Excerpted text =>
[START]

Date Released: 30 January 2017
Speech by SIPTU President, Jack O’Connor at commemoration to mark the 70th anniversary of the death of socialist and labour leader, Jim Larkin, in Glasnevin Cemetery, Dublin on 30th January 2017.
Comrades, Brothers and Sisters
We are here to honour Big Jim Larkin, the founder of the Irish Transport and General Workers’ Union and of the Workers’ Union of Ireland.
He took the trade union movement out of the byways of narrow sectional interest and onto the highway of public discourse. In the process, he turned it into a great social campaigning movement that provided a vision of a better world, giving working people hope and a belief in their own capacity to bring it about.
Unlike many leaders of the Irish revolution his vision was not confined to these shores or by the claustrophobic nationalism that, unfortunately, limited the views of those who came to rule the Irish Free State. They often ended up cynically exploiting the sacrifices of the revolutionary decade to perpetuate the misery that had given rise to the struggle for independence in the first place. It was a gross betrayal of the ideals that inspired the resistance of the workers of Dublin during the Great Dublin Lockout of 1913, the Easter Rising of 1916, and, of course, the Democratic Programme of the First Dáil, on which the War of Independence was fought. That programme promised, ‘It shall be the first duty of the Government of the Republic to make provision for the physical, mental and spiritual well-being of the children, to secure that no child shall suffer hunger or cold from lack of food, clothing or shelter’. These words were drafted by Tom Johnson, William O’Brien and Cathal O’Shannon, three leading figures in the Labour movement of their day.
Even at the drafting stage the passages in the Democratic Programme referring to the country’s right ‘to resume possession’ of the nation’s wealth and ‘aim at the elimination of the class in society which lives upon the wealth produced by the workers of the nation’ were deleted at the insistence of conservative nationalism. It was no wonder that the sacrifices workers made in the War of Independence were squandered in arguments about the wording of the constitution for the new Free State that led to a Civil War and counter-revolution that copper fastened the conservative consensus of an economically backward, culturally introspective, theocratic state.

[END]

Challenges =>
a. According to the speech, who drafted the quoted words of the Democratic Programme of the First Dáil?
b. Copy the passage of the speech from "Even at the" to "introspective, theocratic state.", changing "squandered" to "wasted".

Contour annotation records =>
[START]

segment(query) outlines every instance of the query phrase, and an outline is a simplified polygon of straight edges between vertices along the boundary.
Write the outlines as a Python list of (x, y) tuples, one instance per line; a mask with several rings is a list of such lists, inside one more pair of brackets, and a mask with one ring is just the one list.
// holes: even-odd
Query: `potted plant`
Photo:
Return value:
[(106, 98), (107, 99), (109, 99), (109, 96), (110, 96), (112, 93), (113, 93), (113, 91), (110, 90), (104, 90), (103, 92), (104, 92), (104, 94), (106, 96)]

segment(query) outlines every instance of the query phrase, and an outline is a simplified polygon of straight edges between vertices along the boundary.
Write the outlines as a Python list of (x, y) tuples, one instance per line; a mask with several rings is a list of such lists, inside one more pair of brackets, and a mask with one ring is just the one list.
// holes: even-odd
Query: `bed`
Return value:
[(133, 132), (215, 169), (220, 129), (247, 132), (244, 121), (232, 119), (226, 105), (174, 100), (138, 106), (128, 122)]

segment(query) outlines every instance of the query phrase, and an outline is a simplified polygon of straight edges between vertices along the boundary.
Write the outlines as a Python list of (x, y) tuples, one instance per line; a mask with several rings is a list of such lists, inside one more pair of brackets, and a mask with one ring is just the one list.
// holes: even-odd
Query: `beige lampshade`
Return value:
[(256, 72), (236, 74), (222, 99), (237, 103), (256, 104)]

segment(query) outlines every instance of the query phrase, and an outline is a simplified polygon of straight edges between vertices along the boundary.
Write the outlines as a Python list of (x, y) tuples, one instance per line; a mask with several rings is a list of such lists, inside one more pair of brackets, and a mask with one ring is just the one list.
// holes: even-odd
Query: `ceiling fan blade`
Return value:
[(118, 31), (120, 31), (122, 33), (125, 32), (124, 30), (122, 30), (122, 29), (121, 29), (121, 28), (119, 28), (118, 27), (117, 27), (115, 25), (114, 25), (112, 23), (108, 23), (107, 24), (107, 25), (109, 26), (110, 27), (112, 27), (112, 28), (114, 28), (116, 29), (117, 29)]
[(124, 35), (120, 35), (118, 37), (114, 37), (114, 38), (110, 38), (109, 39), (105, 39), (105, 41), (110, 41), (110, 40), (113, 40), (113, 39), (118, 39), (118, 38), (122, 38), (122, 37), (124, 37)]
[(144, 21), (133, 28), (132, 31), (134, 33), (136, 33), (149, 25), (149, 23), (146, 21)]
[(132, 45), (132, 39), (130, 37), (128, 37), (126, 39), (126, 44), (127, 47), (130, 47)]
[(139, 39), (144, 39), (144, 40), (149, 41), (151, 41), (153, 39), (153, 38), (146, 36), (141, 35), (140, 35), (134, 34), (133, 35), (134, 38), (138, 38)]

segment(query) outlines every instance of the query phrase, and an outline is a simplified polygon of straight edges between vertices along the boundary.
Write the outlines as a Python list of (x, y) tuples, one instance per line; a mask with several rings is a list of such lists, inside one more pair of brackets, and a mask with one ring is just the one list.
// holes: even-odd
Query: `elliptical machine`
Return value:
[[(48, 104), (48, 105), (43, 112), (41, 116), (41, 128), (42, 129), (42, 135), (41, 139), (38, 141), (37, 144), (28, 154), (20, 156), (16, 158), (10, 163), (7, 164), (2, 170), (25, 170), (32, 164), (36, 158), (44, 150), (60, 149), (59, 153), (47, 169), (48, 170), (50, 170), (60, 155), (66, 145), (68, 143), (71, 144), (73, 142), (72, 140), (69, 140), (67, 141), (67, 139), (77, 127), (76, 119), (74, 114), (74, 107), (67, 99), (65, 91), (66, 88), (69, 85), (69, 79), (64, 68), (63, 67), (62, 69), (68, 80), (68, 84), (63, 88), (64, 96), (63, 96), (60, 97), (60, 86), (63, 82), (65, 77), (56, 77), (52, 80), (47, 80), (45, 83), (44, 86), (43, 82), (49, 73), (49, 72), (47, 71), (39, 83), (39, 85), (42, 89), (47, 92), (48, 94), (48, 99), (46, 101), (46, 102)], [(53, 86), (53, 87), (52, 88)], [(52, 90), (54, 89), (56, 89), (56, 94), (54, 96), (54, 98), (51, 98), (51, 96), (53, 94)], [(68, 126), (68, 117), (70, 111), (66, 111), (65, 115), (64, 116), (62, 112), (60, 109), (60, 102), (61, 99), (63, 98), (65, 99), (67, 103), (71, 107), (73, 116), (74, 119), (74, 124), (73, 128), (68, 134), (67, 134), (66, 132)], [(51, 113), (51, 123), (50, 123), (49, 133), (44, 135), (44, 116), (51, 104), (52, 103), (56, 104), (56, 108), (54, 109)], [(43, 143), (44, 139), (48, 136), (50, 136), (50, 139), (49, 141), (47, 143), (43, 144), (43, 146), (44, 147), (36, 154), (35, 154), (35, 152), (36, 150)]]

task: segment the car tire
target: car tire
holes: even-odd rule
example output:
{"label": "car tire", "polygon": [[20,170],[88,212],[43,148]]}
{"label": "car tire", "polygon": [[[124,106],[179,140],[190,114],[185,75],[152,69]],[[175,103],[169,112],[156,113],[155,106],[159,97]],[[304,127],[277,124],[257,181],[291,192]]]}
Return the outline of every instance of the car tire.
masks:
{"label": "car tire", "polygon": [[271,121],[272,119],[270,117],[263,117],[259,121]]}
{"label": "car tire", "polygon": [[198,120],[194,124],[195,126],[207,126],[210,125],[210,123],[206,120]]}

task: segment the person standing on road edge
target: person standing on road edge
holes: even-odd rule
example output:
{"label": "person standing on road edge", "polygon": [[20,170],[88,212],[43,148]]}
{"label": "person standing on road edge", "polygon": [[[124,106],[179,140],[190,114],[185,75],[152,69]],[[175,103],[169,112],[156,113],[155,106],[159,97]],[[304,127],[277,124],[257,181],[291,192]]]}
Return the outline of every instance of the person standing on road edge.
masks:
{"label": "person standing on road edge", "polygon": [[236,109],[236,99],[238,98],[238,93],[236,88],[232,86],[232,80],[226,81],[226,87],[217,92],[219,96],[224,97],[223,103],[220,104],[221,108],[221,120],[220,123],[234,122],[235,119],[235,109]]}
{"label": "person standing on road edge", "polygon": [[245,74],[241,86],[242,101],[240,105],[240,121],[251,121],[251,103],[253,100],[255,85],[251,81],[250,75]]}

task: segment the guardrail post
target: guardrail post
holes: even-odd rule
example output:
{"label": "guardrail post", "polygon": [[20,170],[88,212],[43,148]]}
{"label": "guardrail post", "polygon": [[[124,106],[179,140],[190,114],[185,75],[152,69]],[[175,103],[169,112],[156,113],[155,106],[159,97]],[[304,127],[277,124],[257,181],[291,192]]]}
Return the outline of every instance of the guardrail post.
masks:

[END]

Answers to the exercises =>
a. Tom Johnson, William O'Brien and Cathal O'Shannon drafted them.

b.
Even at the drafting stage the passages in the Democratic Programme referring to the country’s right ‘to resume possession’ of the nation’s wealth and ‘aim at the elimination of the class in society which lives upon the wealth produced by the workers of the nation’ were deleted at the insistence of conservative nationalism. It was no wonder that the sacrifices workers made in the War of Independence were wasted in arguments about the wording of the constitution for the new Free State that led to a Civil War and counter-revolution that copper fastened the conservative consensus of an economically backward, culturally introspective, theocratic state.